▸ Source material:

(begin)

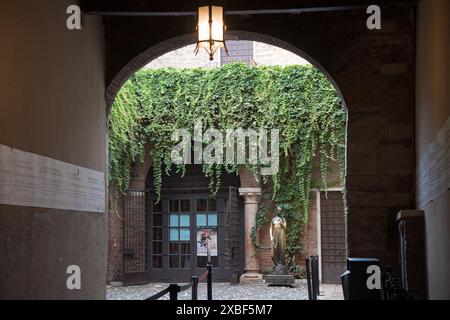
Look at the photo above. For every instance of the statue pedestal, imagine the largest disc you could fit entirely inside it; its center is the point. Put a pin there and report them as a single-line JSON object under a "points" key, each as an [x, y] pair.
{"points": [[280, 280], [251, 277]]}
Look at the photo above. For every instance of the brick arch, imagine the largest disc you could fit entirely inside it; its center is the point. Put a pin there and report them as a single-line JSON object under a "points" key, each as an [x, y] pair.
{"points": [[373, 71], [155, 51]]}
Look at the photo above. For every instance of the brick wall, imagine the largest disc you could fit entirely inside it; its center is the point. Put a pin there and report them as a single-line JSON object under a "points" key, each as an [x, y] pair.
{"points": [[251, 52], [374, 71]]}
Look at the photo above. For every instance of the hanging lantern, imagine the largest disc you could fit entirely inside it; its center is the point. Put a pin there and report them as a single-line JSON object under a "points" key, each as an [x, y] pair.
{"points": [[211, 30]]}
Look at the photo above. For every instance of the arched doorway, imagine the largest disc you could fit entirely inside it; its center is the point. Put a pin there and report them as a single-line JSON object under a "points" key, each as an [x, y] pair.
{"points": [[187, 220], [166, 263]]}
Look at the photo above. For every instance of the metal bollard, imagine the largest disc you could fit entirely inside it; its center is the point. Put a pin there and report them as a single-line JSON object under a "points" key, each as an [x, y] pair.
{"points": [[308, 278], [194, 280], [173, 292], [209, 279], [315, 277]]}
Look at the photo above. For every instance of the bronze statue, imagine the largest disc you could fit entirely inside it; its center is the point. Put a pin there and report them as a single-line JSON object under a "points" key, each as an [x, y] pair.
{"points": [[278, 238]]}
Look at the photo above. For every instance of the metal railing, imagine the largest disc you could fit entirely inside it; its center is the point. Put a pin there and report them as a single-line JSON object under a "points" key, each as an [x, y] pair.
{"points": [[174, 289]]}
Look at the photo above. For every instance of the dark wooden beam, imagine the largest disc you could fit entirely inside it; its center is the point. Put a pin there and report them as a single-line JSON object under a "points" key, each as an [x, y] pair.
{"points": [[237, 7]]}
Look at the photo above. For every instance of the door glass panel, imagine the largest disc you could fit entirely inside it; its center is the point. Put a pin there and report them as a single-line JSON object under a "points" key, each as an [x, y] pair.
{"points": [[157, 233], [174, 262], [157, 207], [212, 205], [174, 248], [157, 261], [185, 248], [212, 219], [157, 247], [201, 205], [184, 234], [185, 206], [185, 261], [173, 205], [173, 220], [201, 220], [184, 220], [173, 234], [157, 220]]}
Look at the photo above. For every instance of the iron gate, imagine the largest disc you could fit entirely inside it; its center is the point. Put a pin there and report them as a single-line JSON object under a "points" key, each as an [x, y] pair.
{"points": [[135, 239], [334, 251]]}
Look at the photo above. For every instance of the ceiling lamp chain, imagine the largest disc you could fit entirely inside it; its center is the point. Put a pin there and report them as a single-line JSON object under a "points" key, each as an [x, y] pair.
{"points": [[211, 30]]}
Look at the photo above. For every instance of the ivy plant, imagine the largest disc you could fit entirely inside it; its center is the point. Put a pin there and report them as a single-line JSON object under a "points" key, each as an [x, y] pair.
{"points": [[298, 100]]}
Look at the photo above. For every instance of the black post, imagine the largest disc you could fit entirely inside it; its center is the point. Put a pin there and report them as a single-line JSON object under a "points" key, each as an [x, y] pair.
{"points": [[317, 280], [308, 278], [173, 292], [314, 277], [194, 280], [209, 279]]}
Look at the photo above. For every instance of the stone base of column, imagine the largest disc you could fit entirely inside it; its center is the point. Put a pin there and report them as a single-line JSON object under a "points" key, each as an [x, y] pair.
{"points": [[251, 277]]}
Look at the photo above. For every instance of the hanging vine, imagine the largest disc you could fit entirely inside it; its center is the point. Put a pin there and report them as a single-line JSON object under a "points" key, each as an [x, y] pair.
{"points": [[297, 100]]}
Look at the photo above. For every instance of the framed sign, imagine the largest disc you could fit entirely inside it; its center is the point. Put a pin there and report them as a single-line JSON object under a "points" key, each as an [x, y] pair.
{"points": [[206, 238]]}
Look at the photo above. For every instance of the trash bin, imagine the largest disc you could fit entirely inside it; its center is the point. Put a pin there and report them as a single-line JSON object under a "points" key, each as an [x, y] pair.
{"points": [[354, 280]]}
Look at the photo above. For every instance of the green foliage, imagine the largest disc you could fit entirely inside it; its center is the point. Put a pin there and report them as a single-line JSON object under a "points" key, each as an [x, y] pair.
{"points": [[297, 100]]}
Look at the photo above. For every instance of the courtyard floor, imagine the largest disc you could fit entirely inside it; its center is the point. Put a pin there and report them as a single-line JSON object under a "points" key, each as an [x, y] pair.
{"points": [[221, 291]]}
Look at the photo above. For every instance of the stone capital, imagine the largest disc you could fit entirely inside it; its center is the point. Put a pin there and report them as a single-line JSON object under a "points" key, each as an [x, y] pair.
{"points": [[251, 195]]}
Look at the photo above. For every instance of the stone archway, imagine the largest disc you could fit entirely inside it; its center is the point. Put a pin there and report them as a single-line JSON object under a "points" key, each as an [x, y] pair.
{"points": [[374, 71]]}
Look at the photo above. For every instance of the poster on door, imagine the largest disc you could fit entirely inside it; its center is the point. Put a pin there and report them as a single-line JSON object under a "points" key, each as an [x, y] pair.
{"points": [[206, 238]]}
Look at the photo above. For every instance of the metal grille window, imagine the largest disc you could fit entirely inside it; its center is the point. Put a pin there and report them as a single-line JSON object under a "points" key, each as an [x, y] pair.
{"points": [[157, 233], [179, 234]]}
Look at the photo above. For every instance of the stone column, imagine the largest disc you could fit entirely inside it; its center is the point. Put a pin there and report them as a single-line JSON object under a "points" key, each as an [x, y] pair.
{"points": [[252, 271]]}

(end)

▸ The request: Retype each line of the listing above word for word. Exclude the pictures.

▸ Solution to the exercise:
Look at the photo above. For every instance of the statue pedestal, imagine the largest disc you could fit entirely inside it; its center is the point. Put a pin there and report them as a single-line JSON object under a "points" key, each as an [x, y] pair.
{"points": [[280, 280], [251, 277]]}
Look at the photo above. For every instance of the brick arch, imagine the largest disc you could fit entirely inside it; its center is the point. Put a pin there and report them as a single-line JSON object under a "points" key, each as an [x, y] pair.
{"points": [[373, 71], [155, 51]]}
Look at the photo above. For every instance of the brick wall, imagine the largest disc you could fit entirely inside it; its center is the point. Put a pin there and report them as a single-line JSON object under a "points" key, each as an [x, y] pair.
{"points": [[251, 52], [374, 71]]}
Look at the photo above. For every instance of the hanging lantern, imagine the largest disc you could fit entirely inside it; its center is the point. Put a pin there and report them as a single-line JSON object under a "points" key, each as an [x, y] pair.
{"points": [[211, 30]]}
Look at the photo above. For every instance of the arched doorway, imagine the largest disc you could fit entirely inside it; its center is the point. Put a pin there and report them as a single-line JSON object under a "points" key, each as an [x, y] pair.
{"points": [[187, 220], [166, 263]]}
Look at the photo above. For every instance of the metal bollard, imagine the largest disc you could fit entirely inside it; its center is the point. Put a pin there and report them as a single-line JSON object under a "points" key, each as an [x, y] pair.
{"points": [[308, 278], [194, 280], [173, 292], [209, 279], [315, 277]]}
Look at the photo above. For every instance of the bronze statue, imagine the largest disc you could fit entirely inside it; its center is the point. Put a pin there and report them as a single-line JSON object under a "points" key, each as an [x, y] pair.
{"points": [[278, 238]]}
Look at the photo above. For every instance of the metal railing, imagine the largest disc you could fit entirely inside it; its center is the point. Put a pin there and report them as a single-line JSON object under a "points" key, each as an [x, y] pair.
{"points": [[174, 289]]}
Look at the photo above. For every instance of the dark wooden beam, imagine the largest disc you could fit entirely inside it; its center is the point. Put a pin there and report them as a single-line JSON object under a "points" key, each as an [x, y] pair.
{"points": [[237, 7]]}
Look at the photo above. For every instance of the door glass panel, imagine the largest disc you could fit entirely inside it; its center is the point. Put a pin there and report them as a single-line JSON object under a "points" key, each as an [x, y] pair.
{"points": [[157, 233], [174, 262], [157, 207], [212, 205], [174, 248], [157, 261], [185, 248], [212, 219], [157, 247], [201, 205], [184, 234], [185, 206], [185, 261], [173, 205], [173, 220], [201, 220], [184, 220], [173, 234], [157, 220]]}
Look at the photo above. For every instance of the iron gate, imagine the largest disc you could fit entirely inside it; its center is the point. Put a pin there and report them as a single-line JSON object under a "points" key, each as an [x, y] pair.
{"points": [[135, 239], [334, 251]]}
Look at the photo above. For every instance of the ceiling lamp chain, imagine the largest disc you could fit entirely inside it; its center is the point. Put a pin there and report them as a single-line JSON object under a "points" key, each as an [x, y] pair.
{"points": [[211, 30]]}
Look at the photo above. For every instance of the ivy plant, imagine the largest disc you could fit entirely inside it; its center is the point. Put a pin there and report them as a single-line JSON object under a "points" key, each as an [x, y] pair.
{"points": [[298, 100]]}
Look at the photo above. For every instance of the black post, imagine the largest disc you could fit entirely inside it; its center is the point. Put a pin there and report them as a single-line JSON object under a "points" key, each as an [x, y] pair.
{"points": [[317, 280], [308, 278], [173, 292], [314, 277], [194, 280], [209, 279]]}
Look at the photo above. For every instance of the stone base of column, imagine the largest disc you could fit entirely inside it; its center is the point. Put a pin there and report them as a single-line JSON object under a "points" key, each as an [x, y] pair.
{"points": [[251, 277]]}
Look at the photo above. For every instance of the hanging vine, imagine the largest disc you could fit entirely inside it; its center is the point. Put a pin there and report them as a single-line JSON object under a "points" key, each as an [x, y] pair.
{"points": [[297, 100]]}
Look at the photo above. For every instance of the framed sign, imagine the largest disc you could fit entirely inside it; its center is the point. Put a pin there and report them as a single-line JSON object under a "points" key, each as an [x, y] pair.
{"points": [[206, 238]]}
Look at the photo above. For every instance of the trash bin, imagine the largest disc you could fit entirely inside it; its center is the point. Put a pin there and report them as a single-line JSON object under a "points" key, each as an [x, y] pair.
{"points": [[354, 280]]}
Look at the photo above. For every instance of the green foliage, imagine the largest disc you could fit entirely inside it; its center is the point. Put a pin there and report them as a single-line JSON object under a "points" key, each as an [x, y] pair.
{"points": [[297, 100]]}
Look at the photo above. For every instance of the courtyard floor, imagine the largest disc you could fit entirely inside it; its center is the point. Put a pin there and report them as a single-line JSON object under a "points" key, each as an [x, y] pair.
{"points": [[221, 291]]}
Look at the photo above. For every instance of the stone capital, imagine the largest disc you could fit entirely inside it; its center is the point. Put a pin there and report them as a single-line JSON object under a "points" key, each as an [x, y] pair.
{"points": [[251, 195]]}
Look at the photo above. For every instance of the stone archway, imagine the largest disc you could fit entirely inside it; its center is the point. Put a pin there and report them as a single-line JSON object under a "points" key, each as an [x, y] pair.
{"points": [[374, 71]]}
Look at the photo above. For every instance of the poster on door, imagine the largest disc you could fit entirely inside it; its center is the point. Put a pin there and report them as a single-line JSON object under a "points" key, each as an [x, y] pair.
{"points": [[206, 238]]}
Look at the photo above. For every instance of the metal grille window, imagine the largest disc you could fit entirely inside it; its center is the point. Put a pin there and report them as a single-line JSON object under a "points" key, each as an [x, y] pair.
{"points": [[157, 233], [179, 234]]}
Look at the photo above. For every instance of the stone column, imagine the largest disc you could fit entirely inside it; its center is the point. Put a pin there and report them as a single-line JSON object under a "points" key, each as an [x, y] pair.
{"points": [[252, 271]]}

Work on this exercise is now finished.